* _EXERCISE_
Copy the records below, swapping every "marker" for "dot" and leaving everything else unchanged.

++++++++++++++++++++

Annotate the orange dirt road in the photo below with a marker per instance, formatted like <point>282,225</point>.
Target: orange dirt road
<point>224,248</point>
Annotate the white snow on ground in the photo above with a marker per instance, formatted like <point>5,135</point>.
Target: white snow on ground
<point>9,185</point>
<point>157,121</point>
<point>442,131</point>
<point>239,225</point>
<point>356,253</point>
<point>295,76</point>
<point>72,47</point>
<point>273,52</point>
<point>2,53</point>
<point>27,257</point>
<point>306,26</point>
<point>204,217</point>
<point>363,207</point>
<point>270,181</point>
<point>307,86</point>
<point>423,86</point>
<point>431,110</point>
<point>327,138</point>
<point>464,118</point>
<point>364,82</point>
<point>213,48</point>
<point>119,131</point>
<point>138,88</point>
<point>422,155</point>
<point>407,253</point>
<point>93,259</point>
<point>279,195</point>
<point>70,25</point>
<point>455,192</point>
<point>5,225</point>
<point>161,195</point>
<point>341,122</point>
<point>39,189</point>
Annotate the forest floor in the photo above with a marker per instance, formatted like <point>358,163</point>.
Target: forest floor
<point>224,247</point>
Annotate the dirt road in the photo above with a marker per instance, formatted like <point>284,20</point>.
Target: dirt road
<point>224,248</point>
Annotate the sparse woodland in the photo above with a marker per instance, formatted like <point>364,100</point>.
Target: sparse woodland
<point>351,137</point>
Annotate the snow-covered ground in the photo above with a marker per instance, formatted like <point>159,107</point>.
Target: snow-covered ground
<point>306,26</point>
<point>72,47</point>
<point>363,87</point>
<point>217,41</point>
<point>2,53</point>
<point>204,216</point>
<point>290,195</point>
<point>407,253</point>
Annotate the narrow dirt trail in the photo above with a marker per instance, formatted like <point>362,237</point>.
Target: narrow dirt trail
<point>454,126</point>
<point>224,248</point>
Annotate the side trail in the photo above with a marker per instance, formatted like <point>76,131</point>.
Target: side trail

++++++++++++++++++++

* _RESULT FOR THIS EXERCISE_
Annotate the orange dirt road in the photo below with a dot per instance, formatted like <point>282,225</point>.
Target: orange dirt road
<point>224,248</point>
Annotate the white snow on ground in the photo above with a dot per instance, formatted like <point>5,135</point>.
Target: white snow on ground
<point>9,185</point>
<point>157,121</point>
<point>442,131</point>
<point>239,225</point>
<point>356,253</point>
<point>295,76</point>
<point>72,47</point>
<point>273,52</point>
<point>2,53</point>
<point>27,257</point>
<point>306,26</point>
<point>204,217</point>
<point>363,207</point>
<point>270,181</point>
<point>307,86</point>
<point>423,86</point>
<point>431,110</point>
<point>327,138</point>
<point>464,118</point>
<point>364,82</point>
<point>213,48</point>
<point>119,131</point>
<point>138,88</point>
<point>422,155</point>
<point>407,253</point>
<point>93,259</point>
<point>279,195</point>
<point>70,25</point>
<point>455,192</point>
<point>5,225</point>
<point>161,195</point>
<point>341,122</point>
<point>39,189</point>
Annotate the forest floor in the photo above with a dot per instance, formatted like <point>358,163</point>.
Target: forest floor
<point>224,247</point>
Annotate the dirt road in the photo above with a dot per instance, formatted like <point>284,20</point>.
Target: dirt road
<point>224,248</point>
Annotate the sparse woodland in the photo above with a dot per instance, formatted like <point>364,100</point>.
Target: sparse woodland
<point>351,137</point>
Annotate the snow-covered ground in the photo above with a dot per instance, formatted like <point>159,107</point>.
Target: snow-covered ground
<point>306,26</point>
<point>72,47</point>
<point>363,87</point>
<point>217,41</point>
<point>2,53</point>
<point>204,216</point>
<point>290,195</point>
<point>407,253</point>
Annotate the narrow dirt trail in the photo above with a dot per instance, formatted like <point>362,237</point>.
Target: narrow dirt trail
<point>454,126</point>
<point>224,248</point>
Annotate the side trail in the photo above with a dot per instance, formatted like <point>76,131</point>.
Target: side trail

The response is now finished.